==== Brano di testo ====
Questione Marò, cerchiamo di fare chiarezza
La sorte di Salvatore Girone e Massimiliano Latorre, i due Marò bloccati in India, continua a preoccupare ed è giusto che il Governo faccia quello che può per riportarli a casa. La telefonata di Renzi al nuovo Primo Ministro indiano nell’intento di trovare una soluzione va dunque nella direzione corretta.
Nel valutare la situazione non servono fervori patriottici, dichiarazioni tonitruanti o processi di responsabilità. Occorrono solo diplomazia, perserveranza e buon senso, tenendo sempre presente il punto di partenza: i nostri due militari, nell’esercizio della loro funzione di protezione antipirateria di una nave italiana in alto mare, hanno purtroppo ucciso due pescatori innocenti, imbarcati su un barcone da pesca. Atto terroristico? Nessuno più in India sostiene seriamente questa fattispecie, che la Corte Suprema ha già di fatto scartata (facendo sparire il timore, causa di tante angosce, di una possibile pena di morte). Ma tragico errore, sì. Errore scusabile? Questo lo deve accertare la Giustizia, come avverrebbe in Italia se a sparare, per esempio, fossero stati due carabinieri. Ma quale Giustizia? Qui le cose si complicano. Il fatto è avvenuto in alto mare, su una nave italiana e quindi la competenza spettereebbe alla nostra Giustizia militare. Ma le vittime sono indiane. Non conosco la legislazione indiana in proposito ma so che nel nostro ordinamento giuridico c’è una norma che consente di giudicare in Italia delitti compiuti all’estero contro cittadini italiani (sulla base di questa norma abbiamo giudicato e condannato a Roma Suarez Mason e altri militari argentini colpevoli di delitti contro cittadini italiani in Argentina al tempo della dittatura).
==== Voci fornite ====
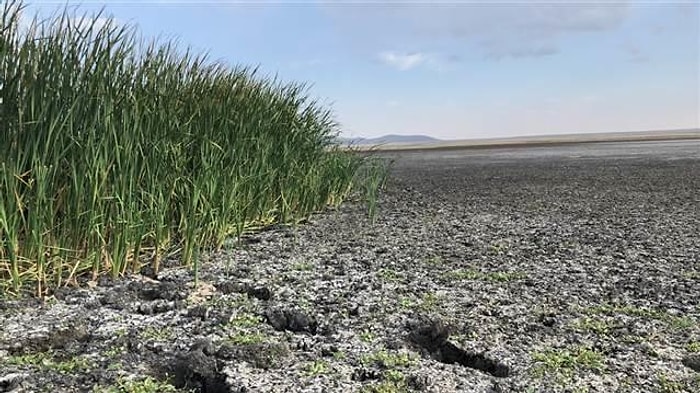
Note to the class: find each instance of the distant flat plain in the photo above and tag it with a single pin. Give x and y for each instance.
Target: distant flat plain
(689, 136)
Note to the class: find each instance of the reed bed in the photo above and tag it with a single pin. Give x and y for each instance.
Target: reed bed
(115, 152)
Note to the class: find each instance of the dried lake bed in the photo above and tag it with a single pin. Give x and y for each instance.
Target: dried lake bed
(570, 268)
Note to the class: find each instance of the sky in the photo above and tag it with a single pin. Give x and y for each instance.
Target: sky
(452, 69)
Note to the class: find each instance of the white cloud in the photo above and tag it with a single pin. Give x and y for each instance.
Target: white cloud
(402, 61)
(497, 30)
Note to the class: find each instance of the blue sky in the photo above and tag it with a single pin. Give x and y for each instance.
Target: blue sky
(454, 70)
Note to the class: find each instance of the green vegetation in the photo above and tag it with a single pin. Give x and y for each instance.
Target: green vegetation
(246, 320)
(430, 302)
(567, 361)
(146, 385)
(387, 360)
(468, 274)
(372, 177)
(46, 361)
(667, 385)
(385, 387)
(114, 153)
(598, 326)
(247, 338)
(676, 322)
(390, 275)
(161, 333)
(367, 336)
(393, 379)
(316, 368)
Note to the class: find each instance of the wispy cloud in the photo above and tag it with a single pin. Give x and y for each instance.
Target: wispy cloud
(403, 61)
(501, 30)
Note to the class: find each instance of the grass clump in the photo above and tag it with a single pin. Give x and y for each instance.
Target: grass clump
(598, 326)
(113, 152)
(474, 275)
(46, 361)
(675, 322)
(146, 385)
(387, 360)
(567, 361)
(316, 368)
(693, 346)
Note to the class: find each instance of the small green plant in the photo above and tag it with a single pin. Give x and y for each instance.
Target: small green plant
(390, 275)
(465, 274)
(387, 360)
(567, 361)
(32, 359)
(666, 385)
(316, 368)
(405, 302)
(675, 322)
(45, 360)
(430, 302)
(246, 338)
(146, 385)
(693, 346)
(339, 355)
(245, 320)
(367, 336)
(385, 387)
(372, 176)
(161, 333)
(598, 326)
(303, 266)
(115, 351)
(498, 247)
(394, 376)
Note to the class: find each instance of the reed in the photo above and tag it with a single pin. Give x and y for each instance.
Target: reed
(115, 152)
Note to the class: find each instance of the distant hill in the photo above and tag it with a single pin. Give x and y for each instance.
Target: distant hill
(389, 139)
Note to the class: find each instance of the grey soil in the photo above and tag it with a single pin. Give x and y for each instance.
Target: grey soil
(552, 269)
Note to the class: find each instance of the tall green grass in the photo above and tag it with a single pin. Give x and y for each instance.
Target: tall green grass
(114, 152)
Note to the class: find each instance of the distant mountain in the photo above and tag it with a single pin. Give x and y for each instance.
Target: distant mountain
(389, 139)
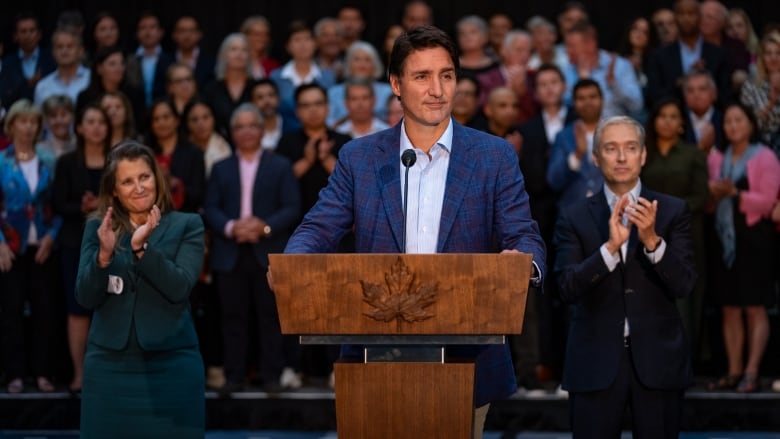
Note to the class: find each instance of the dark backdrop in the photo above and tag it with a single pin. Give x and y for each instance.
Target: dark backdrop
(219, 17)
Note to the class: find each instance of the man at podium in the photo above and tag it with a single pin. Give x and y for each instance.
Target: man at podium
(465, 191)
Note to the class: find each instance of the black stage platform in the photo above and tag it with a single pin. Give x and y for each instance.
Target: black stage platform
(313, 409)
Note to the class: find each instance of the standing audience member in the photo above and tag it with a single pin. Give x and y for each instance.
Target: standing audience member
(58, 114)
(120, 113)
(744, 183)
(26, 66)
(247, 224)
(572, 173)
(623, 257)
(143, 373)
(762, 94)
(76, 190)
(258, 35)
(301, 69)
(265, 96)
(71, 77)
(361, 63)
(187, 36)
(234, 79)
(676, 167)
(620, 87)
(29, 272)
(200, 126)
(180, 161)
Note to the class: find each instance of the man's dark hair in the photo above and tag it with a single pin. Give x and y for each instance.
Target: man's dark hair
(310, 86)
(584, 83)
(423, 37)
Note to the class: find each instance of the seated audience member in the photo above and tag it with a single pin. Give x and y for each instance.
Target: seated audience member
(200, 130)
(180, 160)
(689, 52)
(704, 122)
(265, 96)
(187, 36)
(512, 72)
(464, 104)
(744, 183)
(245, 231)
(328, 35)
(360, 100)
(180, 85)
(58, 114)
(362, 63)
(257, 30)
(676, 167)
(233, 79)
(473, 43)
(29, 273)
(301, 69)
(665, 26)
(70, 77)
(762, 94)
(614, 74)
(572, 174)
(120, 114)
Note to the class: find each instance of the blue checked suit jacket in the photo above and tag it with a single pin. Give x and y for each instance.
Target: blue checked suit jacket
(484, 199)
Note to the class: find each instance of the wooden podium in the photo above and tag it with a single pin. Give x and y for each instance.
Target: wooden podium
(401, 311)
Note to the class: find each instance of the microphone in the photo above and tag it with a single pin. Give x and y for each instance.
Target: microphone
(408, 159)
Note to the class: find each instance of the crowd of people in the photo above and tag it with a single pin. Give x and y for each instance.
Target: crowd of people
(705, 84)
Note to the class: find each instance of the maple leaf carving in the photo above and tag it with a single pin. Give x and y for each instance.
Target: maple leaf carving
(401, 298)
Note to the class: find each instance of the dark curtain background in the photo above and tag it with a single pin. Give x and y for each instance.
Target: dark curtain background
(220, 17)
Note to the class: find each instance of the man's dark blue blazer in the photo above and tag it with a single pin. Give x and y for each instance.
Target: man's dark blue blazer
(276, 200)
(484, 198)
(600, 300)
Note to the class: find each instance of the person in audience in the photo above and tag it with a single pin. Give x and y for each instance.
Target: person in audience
====
**Esercizio scritto A:** Trascrivi per intero e senza alcuna modifica il testo sulla questione dei Marò.
**Esercizio scritto B:** Conta le righe delle voci in cui compare la parola "plain". Rispondi soltanto con il numero.

**Risposta corretta A:**
Questione Marò, cerchiamo di fare chiarezza
La sorte di Salvatore Girone e Massimiliano Latorre, i due Marò bloccati in India, continua a preoccupare ed è giusto che il Governo faccia quello che può per riportarli a casa. La telefonata di Renzi al nuovo Primo Ministro indiano nell’intento di trovare una soluzione va dunque nella direzione corretta.
Nel valutare la situazione non servono fervori patriottici, dichiarazioni tonitruanti o processi di responsabilità. Occorrono solo diplomazia, perserveranza e buon senso, tenendo sempre presente il punto di partenza: i nostri due militari, nell’esercizio della loro funzione di protezione antipirateria di una nave italiana in alto mare, hanno purtroppo ucciso due pescatori innocenti, imbarcati su un barcone da pesca. Atto terroristico? Nessuno più in India sostiene seriamente questa fattispecie, che la Corte Suprema ha già di fatto scartata (facendo sparire il timore, causa di tante angosce, di una possibile pena di morte). Ma tragico errore, sì. Errore scusabile? Questo lo deve accertare la Giustizia, come avverrebbe in Italia se a sparare, per esempio, fossero stati due carabinieri. Ma quale Giustizia? Qui le cose si complicano. Il fatto è avvenuto in alto mare, su una nave italiana e quindi la competenza spettereebbe alla nostra Giustizia militare. Ma le vittime sono indiane. Non conosco la legislazione indiana in proposito ma so che nel nostro ordinamento giuridico c’è una norma che consente di giudicare in Italia delitti compiuti all’estero contro cittadini italiani (sulla base di questa norma abbiamo giudicato e condannato a Roma Suarez Mason e altri militari argentini colpevoli di delitti contro cittadini italiani in Argentina al tempo della dittatura).

**Risposta corretta B:** 2